(Dataset rows)
**********
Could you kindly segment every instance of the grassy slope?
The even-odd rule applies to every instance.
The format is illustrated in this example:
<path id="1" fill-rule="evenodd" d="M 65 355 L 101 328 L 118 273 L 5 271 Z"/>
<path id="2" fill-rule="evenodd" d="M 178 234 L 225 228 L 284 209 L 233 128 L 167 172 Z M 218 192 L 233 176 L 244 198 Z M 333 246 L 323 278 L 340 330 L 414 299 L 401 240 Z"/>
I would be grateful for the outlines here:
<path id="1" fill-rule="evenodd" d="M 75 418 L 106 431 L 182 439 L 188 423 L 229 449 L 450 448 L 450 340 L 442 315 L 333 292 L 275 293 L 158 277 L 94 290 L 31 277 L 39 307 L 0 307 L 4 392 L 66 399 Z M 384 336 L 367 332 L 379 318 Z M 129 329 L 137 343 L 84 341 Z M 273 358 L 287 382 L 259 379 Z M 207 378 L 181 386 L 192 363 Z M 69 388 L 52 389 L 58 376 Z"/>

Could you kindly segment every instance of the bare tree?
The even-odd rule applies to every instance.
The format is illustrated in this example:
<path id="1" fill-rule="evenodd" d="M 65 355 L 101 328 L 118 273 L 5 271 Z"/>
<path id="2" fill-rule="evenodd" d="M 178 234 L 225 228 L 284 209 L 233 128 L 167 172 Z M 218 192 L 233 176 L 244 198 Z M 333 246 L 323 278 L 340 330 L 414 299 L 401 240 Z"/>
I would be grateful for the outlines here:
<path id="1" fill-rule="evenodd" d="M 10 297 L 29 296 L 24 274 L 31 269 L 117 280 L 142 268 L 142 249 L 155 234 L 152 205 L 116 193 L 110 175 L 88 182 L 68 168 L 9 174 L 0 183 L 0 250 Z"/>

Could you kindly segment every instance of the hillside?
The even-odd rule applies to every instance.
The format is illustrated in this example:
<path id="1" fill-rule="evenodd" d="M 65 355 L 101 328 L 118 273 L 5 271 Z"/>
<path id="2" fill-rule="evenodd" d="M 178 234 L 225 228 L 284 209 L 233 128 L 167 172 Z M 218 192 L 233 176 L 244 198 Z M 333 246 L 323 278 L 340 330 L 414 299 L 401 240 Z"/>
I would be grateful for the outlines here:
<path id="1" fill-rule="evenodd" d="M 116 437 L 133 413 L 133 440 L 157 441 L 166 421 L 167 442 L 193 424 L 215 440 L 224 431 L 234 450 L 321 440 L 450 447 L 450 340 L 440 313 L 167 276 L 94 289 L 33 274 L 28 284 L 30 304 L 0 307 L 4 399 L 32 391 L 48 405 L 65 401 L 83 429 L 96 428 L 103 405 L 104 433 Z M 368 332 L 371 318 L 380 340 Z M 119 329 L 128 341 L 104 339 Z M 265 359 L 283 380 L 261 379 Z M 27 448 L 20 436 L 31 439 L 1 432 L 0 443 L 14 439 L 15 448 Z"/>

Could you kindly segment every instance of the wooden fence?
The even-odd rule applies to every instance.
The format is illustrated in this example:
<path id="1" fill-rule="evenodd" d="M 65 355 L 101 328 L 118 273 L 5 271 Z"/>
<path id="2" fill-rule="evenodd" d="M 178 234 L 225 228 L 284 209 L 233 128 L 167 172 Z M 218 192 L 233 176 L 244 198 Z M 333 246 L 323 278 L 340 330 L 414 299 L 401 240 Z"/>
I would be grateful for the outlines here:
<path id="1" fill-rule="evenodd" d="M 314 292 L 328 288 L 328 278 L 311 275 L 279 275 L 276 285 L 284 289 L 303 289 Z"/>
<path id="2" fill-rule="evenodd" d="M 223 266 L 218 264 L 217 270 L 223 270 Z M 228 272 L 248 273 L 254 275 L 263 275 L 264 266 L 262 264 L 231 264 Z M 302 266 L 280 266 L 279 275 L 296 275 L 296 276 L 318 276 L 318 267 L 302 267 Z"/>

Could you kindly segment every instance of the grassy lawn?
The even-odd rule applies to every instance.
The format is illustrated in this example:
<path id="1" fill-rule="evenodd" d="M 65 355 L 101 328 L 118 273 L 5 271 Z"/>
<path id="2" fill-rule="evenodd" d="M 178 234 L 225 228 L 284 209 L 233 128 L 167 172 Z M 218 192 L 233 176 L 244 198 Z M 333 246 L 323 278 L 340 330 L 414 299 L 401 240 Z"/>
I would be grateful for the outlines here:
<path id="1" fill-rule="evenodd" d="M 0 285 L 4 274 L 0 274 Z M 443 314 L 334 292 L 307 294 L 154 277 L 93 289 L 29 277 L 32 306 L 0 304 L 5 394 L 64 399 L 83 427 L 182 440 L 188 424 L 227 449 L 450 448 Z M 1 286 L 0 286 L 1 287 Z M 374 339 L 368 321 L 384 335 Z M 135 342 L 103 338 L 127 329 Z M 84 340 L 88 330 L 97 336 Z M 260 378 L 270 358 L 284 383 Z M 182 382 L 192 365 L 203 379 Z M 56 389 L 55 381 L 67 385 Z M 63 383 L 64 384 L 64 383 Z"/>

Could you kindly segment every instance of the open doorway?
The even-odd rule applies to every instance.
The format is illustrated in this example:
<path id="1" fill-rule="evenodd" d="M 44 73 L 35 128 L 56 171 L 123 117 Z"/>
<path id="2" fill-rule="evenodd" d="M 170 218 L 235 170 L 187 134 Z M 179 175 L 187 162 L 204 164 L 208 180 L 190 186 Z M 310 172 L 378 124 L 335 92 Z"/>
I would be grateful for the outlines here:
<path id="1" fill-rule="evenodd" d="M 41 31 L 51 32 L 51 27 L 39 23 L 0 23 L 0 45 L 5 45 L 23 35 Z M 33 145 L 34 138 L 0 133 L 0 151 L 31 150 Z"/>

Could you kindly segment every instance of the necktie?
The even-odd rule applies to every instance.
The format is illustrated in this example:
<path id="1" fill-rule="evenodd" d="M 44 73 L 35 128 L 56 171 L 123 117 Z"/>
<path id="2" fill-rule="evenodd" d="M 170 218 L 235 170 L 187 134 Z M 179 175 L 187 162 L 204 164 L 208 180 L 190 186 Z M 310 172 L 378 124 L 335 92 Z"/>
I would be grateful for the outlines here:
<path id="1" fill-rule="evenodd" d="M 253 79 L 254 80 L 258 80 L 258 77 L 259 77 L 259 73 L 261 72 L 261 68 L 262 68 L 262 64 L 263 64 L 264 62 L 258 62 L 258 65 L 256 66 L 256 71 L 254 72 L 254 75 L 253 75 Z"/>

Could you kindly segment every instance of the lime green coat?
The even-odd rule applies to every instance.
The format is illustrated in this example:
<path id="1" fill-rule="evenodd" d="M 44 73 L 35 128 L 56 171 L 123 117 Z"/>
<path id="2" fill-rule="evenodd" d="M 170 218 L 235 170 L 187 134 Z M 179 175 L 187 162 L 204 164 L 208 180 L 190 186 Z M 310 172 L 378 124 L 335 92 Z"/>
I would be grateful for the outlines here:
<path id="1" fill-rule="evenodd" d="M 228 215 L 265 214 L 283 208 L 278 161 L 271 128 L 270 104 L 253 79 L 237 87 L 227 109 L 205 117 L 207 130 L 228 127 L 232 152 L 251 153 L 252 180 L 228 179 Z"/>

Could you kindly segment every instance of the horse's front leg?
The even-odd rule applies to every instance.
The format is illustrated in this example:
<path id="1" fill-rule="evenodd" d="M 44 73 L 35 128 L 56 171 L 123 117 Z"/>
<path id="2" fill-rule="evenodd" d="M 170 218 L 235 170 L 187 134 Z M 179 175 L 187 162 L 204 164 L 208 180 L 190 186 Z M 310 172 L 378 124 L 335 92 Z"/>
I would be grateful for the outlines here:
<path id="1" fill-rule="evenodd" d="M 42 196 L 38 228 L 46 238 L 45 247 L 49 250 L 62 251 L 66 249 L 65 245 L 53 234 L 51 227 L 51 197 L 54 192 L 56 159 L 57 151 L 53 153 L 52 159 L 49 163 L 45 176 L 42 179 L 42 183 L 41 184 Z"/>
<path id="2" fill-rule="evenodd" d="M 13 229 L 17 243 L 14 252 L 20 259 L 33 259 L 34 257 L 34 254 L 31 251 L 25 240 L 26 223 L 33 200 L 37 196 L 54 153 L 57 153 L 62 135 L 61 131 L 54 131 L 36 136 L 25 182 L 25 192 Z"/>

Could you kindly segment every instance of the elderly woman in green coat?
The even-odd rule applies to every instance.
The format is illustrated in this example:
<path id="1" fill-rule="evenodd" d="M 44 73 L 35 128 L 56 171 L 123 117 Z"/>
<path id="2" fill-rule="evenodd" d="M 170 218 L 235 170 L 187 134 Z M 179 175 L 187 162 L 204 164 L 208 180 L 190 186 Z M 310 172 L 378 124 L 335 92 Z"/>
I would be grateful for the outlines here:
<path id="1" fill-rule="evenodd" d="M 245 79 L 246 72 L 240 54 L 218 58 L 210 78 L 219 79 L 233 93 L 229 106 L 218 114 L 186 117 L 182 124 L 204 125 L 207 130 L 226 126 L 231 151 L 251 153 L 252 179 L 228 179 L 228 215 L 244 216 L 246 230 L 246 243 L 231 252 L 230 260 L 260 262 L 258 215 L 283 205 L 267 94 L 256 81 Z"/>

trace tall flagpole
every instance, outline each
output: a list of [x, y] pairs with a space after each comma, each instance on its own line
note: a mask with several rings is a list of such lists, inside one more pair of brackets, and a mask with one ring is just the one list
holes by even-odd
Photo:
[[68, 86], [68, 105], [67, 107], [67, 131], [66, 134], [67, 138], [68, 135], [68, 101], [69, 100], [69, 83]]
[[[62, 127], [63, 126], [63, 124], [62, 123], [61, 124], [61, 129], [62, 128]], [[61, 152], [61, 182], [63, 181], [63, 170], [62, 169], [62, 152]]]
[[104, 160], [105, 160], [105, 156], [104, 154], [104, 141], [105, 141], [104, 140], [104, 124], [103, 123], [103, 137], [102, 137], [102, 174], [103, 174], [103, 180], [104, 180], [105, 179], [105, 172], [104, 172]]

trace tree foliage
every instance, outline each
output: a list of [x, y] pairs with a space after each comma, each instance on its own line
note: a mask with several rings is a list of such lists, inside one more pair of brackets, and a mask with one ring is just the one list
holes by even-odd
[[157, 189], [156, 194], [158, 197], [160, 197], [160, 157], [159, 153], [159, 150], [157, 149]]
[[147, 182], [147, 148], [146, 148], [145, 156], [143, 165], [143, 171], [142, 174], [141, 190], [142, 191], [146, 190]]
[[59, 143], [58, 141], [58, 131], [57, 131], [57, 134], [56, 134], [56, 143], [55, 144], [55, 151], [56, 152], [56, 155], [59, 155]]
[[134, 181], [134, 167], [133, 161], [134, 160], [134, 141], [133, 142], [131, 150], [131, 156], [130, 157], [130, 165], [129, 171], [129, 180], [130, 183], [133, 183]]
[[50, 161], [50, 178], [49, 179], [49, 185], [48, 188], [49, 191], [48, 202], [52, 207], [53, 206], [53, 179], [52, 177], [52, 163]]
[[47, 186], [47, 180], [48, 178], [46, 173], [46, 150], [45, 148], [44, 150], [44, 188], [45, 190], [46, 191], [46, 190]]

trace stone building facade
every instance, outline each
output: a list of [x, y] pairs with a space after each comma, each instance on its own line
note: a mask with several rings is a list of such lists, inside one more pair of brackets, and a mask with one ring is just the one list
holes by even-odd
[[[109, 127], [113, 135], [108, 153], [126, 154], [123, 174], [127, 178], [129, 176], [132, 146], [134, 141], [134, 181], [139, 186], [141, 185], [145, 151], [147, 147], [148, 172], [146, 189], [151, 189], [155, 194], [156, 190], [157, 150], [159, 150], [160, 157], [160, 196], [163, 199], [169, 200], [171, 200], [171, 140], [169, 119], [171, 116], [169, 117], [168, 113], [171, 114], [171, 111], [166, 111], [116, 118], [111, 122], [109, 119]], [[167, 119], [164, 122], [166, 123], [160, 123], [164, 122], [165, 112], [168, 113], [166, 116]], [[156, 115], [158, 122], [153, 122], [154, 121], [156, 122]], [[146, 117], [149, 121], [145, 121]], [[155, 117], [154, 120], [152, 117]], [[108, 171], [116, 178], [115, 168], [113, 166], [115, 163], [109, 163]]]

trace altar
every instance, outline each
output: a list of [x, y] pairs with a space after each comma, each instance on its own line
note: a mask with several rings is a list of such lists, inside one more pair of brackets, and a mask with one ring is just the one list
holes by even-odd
**********
◆ GOAL:
Reproduce the stretch of the listing that opens with the line containing "trace stone building facade" and runs through the end of the listing, keeping the requests as they are and adding -73 to every coordinate in the answers.

◆ IN RESPONSE:
trace stone building facade
every instance, outline each
output: a list of [x, y] pairs with a space after each comma, each instance on its own line
note: a mask with several rings is a list of such lists, inside one more pair of brackets, and a mask with one ring is just the one list
holes by even-odd
[[[36, 54], [40, 62], [35, 80], [53, 81], [50, 101], [54, 105], [56, 103], [59, 73], [61, 68], [61, 108], [66, 113], [68, 112], [72, 78], [74, 74], [75, 99], [73, 116], [78, 116], [82, 121], [83, 117], [84, 77], [86, 77], [87, 84], [87, 123], [90, 126], [96, 127], [98, 127], [98, 67], [96, 46], [98, 43], [96, 44], [95, 40], [98, 41], [98, 38], [93, 38], [43, 45], [38, 49], [36, 46]], [[94, 46], [91, 49], [93, 50], [87, 50], [91, 49], [92, 39], [95, 40], [93, 43]], [[83, 42], [85, 49], [80, 49], [81, 48], [83, 49]], [[73, 44], [76, 48], [72, 48]], [[82, 44], [81, 47], [79, 44]], [[35, 98], [43, 105], [42, 95], [40, 93], [42, 90], [36, 90]]]

trace altar
every instance, outline each
output: a list of [x, y] pairs with a space after each comma, each instance on its own line
note: a mask with several rings is a list of such lists, inside one more pair of brackets, and a mask with one ring is just the one list
holes by even-odd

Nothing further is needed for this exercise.